--- Source text Enclosed Below ---
In [2]:
import numpy as np 
import pandas as pd 
import matplotlib.pyplot as plt

# Simulation

In [9]:
# costs
costs = 0
T = 10000000
# initial inventory 
inventory = {"p1": 5, "p2": 5}
prods = ["p1", "p2"]
ph_costs = [1, 2]

# simulate for large T 
for t in range(T):
    #
    for idx, product in enumerate(prods):
        costs += inventory[product]*ph_costs[idx]

    # demand for individual products 
    demand = np.random.randint(0,2, 2)
    order = {"p1": 0, "p2": 0}
    hold_costs = 0

    # check how much to order 
    if inventory[prods[0]] == 1 or inventory[prods[1]] == 1:
        order[prods[0]] = 5 - inventory[prods[0]]
        order[prods[1]] = 5 - inventory[prods[1]]
        # order costs 
        costs += 5
    
    # update inventory level based on demand
    for idx, product in enumerate(prods):
          inventory[product] -= demand[idx]

    # update stock for next time step 
    for product in prods:
        inventory[product] += order[product]

   
print(f"Long-run avg. costs: {costs/T}")

Long-run avg. costs: 10.4458429


# Limiting Distribution

In [3]:
holding_cost_1, holding_cost_2 = 1, 2
state_space = []
num_states = 5
for i in range(1,num_states+1):
    for j in range(1,num_states+1):
        state_space.append((i, j))

# create transition matrix
P = np.zeros((len(state_space), len(state_space)))
# Create a dictionary to map states to indices - (1,1) - 0 and (5,5) - 24
state_to_index = {state: idx for idx, state in enumerate(state_space)}


# create the P-table 
for i, j in state_space:
    current_index = state_to_index[(i, j)]
    
    if i == 1 or j == 1:
        i = 5
        j = 5
    for d1 in [0, 1]:
        for d2 in [0, 1]:
            new_i = i - d1
            new_j = j - d2
            next_index = state_to_index[(new_i, new_j)]
            P[current_index, next_index] += 0.25

# Calculate the limiting distribution
distribution = np.zeros(len(state_space))

# start in state 25 - thus (5,5)
current_state = state_to_index[(5, 5)]
distribution[current_state] = 1

for t in range(10000):
    distribution = np.dot(distribution, P)
--- End of Enclosed Source text ---
--- Record excerpts Enclosed Below ---
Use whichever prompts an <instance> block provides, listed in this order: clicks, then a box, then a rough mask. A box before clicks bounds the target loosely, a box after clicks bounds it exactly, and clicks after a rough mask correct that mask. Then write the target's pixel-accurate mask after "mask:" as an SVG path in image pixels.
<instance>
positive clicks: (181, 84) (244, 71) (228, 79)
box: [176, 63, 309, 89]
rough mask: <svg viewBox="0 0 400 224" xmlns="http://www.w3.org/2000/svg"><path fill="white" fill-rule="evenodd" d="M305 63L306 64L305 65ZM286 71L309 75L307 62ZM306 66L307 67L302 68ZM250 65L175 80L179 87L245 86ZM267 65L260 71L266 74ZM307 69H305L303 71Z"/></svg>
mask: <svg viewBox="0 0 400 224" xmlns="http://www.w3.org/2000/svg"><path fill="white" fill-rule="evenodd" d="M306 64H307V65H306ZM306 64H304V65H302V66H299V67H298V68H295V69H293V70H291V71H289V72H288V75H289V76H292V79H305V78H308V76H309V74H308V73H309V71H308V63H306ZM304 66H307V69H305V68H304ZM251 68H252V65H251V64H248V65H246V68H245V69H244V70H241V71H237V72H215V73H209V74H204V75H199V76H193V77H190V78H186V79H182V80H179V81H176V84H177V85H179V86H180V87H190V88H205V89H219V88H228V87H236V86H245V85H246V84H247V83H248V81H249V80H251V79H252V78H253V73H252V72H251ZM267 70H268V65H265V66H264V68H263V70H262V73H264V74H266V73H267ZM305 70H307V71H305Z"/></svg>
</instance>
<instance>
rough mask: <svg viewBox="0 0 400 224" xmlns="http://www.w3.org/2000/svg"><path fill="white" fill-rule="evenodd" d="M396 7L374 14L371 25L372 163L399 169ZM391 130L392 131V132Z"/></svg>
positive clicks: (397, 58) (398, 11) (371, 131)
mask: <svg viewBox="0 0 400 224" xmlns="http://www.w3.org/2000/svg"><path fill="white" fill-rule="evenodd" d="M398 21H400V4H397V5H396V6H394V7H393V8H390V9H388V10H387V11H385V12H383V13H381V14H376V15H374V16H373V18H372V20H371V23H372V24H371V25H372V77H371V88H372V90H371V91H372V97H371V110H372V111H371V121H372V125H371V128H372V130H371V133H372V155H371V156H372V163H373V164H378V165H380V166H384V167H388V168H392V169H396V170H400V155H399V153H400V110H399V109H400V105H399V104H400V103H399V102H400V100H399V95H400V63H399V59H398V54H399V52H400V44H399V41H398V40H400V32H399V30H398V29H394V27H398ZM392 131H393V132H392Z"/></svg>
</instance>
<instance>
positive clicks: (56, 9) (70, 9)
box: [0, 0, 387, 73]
--- End of Enclosed Record excerpts ---
• Problems to solve
[1] Answer these about the inventory code, one line each:
(a) What value is T given in the simulation?
(b) What long-run average cost does the simulation print?
(c) How many times does the final loop multiply the distribution by P?
[2] List every library or module the inventory code imports, along with the short name it is given.

• Responses to the exercise
[1]
(a) 10000000
(b) 10.4458429
(c) 10000

[2]
- numpy as np
- pandas as pd
- matplotlib.pyplot as plt